**Exercise prompt**
Give again, word for word, every line below from the one that has "Target: measuring tape" through the one that has "Target: long blonde hair", both included, and no others.

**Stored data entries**

..........

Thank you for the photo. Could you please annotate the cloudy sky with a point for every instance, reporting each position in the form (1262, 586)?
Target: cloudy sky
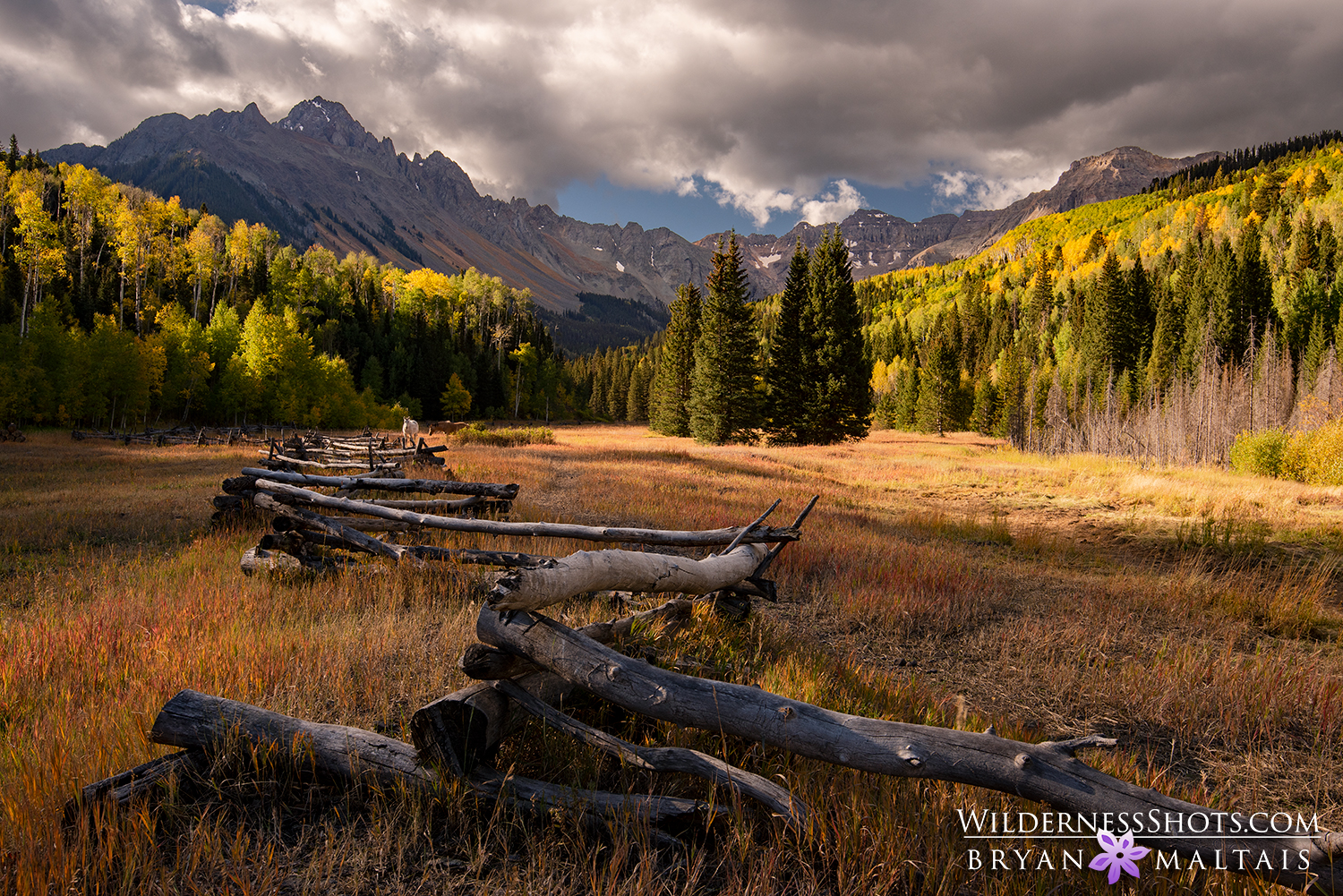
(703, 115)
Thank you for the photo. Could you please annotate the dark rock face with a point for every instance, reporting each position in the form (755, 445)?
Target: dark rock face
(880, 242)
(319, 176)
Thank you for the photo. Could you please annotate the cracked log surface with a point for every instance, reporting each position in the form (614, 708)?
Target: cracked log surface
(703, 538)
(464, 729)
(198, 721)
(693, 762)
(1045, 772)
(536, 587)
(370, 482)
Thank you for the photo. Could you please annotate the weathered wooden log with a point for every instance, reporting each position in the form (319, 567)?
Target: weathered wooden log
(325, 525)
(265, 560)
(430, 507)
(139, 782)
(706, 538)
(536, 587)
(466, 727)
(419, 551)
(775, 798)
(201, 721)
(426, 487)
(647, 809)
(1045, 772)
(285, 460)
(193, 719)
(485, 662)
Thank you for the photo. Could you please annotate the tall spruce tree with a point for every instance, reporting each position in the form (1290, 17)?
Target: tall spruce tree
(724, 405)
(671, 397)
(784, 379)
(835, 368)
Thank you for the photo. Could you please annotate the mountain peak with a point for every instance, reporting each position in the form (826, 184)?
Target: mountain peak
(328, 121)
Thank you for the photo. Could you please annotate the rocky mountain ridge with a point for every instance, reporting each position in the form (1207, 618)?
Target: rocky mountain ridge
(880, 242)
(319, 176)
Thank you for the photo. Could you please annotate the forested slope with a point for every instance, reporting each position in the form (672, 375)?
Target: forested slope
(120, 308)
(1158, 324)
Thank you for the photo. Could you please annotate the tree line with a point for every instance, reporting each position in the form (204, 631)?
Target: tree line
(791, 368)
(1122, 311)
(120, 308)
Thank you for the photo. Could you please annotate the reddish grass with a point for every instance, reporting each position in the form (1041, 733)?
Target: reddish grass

..........

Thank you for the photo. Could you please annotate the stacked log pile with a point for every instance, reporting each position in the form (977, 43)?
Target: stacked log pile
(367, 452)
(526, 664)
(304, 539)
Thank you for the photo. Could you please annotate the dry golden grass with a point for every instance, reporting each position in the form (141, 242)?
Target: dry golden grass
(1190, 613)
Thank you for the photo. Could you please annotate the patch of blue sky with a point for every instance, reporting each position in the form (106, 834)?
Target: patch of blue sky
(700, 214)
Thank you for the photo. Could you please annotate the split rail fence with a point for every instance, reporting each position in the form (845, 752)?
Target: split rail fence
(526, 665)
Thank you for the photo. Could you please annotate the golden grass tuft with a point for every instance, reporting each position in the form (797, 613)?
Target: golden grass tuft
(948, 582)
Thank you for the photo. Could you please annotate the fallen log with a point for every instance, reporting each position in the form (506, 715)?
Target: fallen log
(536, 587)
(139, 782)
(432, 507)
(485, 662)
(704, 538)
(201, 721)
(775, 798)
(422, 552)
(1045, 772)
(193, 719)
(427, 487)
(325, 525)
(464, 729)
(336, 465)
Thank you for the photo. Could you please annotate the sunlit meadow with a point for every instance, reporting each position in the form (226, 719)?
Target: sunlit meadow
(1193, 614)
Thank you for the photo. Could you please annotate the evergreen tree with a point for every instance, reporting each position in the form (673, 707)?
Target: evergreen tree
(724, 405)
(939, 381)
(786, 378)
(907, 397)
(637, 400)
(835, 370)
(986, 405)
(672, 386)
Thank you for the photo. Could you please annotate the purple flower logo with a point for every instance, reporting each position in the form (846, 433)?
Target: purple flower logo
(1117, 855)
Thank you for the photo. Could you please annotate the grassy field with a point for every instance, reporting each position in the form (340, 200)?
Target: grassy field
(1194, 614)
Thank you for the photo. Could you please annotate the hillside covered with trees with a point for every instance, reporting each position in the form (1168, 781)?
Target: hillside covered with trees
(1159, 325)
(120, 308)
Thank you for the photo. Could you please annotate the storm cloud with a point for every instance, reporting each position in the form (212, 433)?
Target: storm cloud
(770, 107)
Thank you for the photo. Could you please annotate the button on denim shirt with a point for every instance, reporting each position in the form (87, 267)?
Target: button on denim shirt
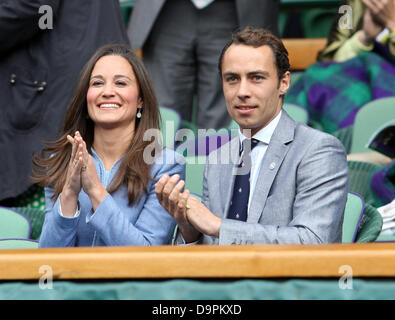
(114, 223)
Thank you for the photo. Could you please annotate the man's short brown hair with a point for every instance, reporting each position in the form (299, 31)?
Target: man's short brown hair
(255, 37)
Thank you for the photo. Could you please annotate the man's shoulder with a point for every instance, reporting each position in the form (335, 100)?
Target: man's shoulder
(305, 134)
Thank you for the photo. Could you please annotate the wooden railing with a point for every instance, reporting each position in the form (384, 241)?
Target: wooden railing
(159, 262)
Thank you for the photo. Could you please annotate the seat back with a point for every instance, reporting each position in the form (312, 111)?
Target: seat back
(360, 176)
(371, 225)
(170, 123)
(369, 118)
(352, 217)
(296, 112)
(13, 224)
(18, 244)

..........

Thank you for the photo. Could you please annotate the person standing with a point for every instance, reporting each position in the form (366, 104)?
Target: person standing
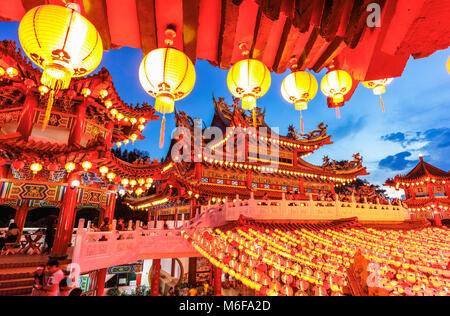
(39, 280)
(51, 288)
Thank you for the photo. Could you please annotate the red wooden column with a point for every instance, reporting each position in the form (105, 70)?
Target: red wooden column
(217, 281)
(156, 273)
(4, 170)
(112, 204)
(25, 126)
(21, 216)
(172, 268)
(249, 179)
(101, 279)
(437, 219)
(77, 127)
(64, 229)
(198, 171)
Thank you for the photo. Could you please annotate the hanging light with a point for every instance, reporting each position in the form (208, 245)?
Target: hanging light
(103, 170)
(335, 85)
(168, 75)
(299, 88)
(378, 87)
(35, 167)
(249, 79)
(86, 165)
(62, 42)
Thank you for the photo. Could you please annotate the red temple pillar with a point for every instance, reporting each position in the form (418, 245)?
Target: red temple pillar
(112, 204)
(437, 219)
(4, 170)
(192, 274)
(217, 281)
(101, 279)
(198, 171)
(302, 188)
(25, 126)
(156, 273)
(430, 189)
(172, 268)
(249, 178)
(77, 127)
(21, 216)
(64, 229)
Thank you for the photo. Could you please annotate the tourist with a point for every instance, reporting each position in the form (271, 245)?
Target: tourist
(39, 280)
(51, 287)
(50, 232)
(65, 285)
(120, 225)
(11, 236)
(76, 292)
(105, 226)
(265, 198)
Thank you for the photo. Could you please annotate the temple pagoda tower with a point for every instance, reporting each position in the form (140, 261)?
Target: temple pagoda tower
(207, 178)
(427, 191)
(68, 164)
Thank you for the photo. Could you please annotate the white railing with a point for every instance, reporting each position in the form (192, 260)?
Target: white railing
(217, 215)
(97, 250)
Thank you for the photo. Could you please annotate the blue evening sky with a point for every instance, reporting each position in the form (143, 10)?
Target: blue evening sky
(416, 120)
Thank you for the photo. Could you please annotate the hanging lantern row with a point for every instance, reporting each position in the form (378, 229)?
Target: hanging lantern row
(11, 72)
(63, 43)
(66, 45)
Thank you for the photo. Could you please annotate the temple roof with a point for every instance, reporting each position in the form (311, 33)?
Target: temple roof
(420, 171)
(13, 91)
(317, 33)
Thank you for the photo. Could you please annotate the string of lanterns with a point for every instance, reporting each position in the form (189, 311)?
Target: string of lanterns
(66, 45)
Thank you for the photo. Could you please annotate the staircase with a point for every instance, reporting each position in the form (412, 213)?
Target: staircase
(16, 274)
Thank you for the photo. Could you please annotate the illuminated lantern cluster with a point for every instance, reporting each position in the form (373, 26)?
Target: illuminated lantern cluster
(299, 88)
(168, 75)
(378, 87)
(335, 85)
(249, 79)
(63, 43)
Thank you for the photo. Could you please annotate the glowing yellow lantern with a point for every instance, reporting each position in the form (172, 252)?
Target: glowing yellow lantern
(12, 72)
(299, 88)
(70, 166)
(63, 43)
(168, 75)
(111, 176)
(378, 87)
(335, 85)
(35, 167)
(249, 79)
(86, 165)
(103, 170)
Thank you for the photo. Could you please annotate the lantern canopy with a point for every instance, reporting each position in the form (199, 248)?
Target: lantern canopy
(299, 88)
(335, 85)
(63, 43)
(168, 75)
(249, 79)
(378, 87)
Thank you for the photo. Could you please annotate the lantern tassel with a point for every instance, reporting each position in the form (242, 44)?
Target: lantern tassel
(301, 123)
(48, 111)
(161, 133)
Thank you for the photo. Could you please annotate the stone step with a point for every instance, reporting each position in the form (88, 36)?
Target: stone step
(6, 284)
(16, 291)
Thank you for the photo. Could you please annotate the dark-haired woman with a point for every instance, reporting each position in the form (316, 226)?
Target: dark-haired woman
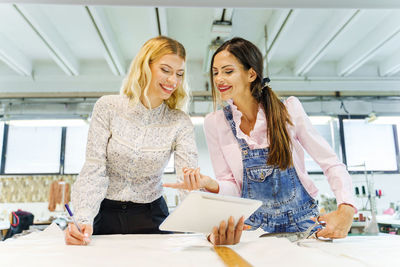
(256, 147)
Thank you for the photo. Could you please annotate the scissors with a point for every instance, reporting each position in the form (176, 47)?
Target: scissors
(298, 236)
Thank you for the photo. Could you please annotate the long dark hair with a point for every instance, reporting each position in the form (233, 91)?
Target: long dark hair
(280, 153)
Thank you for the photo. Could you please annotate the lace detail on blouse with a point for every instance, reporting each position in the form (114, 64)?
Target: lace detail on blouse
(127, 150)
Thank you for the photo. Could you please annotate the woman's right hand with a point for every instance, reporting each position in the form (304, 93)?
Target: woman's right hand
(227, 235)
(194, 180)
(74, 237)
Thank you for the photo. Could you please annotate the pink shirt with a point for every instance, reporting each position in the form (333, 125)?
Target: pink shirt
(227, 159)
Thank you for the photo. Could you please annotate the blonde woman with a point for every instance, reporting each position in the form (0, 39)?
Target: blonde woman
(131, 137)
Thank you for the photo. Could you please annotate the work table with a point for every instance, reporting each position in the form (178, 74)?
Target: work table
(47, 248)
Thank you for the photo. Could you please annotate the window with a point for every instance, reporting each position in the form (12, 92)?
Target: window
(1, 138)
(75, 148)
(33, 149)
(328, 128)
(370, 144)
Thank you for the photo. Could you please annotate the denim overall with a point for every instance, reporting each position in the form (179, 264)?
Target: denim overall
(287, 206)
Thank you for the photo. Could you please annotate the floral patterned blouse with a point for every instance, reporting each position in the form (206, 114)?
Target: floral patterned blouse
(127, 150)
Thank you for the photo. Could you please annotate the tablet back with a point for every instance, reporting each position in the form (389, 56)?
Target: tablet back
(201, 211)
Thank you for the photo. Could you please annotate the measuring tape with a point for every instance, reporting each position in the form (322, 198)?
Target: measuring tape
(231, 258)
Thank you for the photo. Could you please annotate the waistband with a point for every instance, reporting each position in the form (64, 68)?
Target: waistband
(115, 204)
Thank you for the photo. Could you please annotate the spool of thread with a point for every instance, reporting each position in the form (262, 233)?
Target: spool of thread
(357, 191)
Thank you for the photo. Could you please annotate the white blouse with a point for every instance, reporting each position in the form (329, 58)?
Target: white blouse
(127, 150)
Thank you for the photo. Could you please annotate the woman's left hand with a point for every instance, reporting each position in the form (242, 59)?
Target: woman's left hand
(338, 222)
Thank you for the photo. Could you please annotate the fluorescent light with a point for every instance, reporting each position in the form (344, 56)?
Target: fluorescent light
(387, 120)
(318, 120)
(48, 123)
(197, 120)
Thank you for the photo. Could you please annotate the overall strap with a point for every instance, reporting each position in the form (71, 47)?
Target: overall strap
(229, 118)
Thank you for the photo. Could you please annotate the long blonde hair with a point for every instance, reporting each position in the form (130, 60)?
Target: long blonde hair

..........

**Solution for this problem**
Target: measuring tape
(231, 258)
Thank you for the photo. Could you please annotate the waistband with a point for every instance, reporting each position in the form (64, 68)?
Target: waistband
(115, 204)
Thank you for the photo. Could you please annotate the spool of thread with a point for every instance, reporting each position in the form (262, 233)?
Target: spool of thread
(357, 191)
Thank you for the photo. Could you please annotate the white blouse with a point for every instance, reporting each position in the form (329, 58)?
Target: white blouse
(127, 150)
Thank you for the photo. Could you please annotate the woman's left hand with a point for every instance, reporting each position in the form (242, 59)?
Target: woman's left hand
(338, 222)
Thank you for the photo. Could you please annotate the fluorescent light with a point for every instance, reporting each position in the form (344, 56)?
Target: fluorescent light
(387, 120)
(318, 120)
(48, 123)
(197, 120)
Thank you for the photo. Could you please annotate the overall strap with a point for every instance, reporting each position in the form (71, 47)?
Target: overall strap
(229, 118)
Thank you for the photo. Could you please annotate the long blonde hair with a point for every instance, reporting each position in the form (130, 60)?
Target: long blonde hair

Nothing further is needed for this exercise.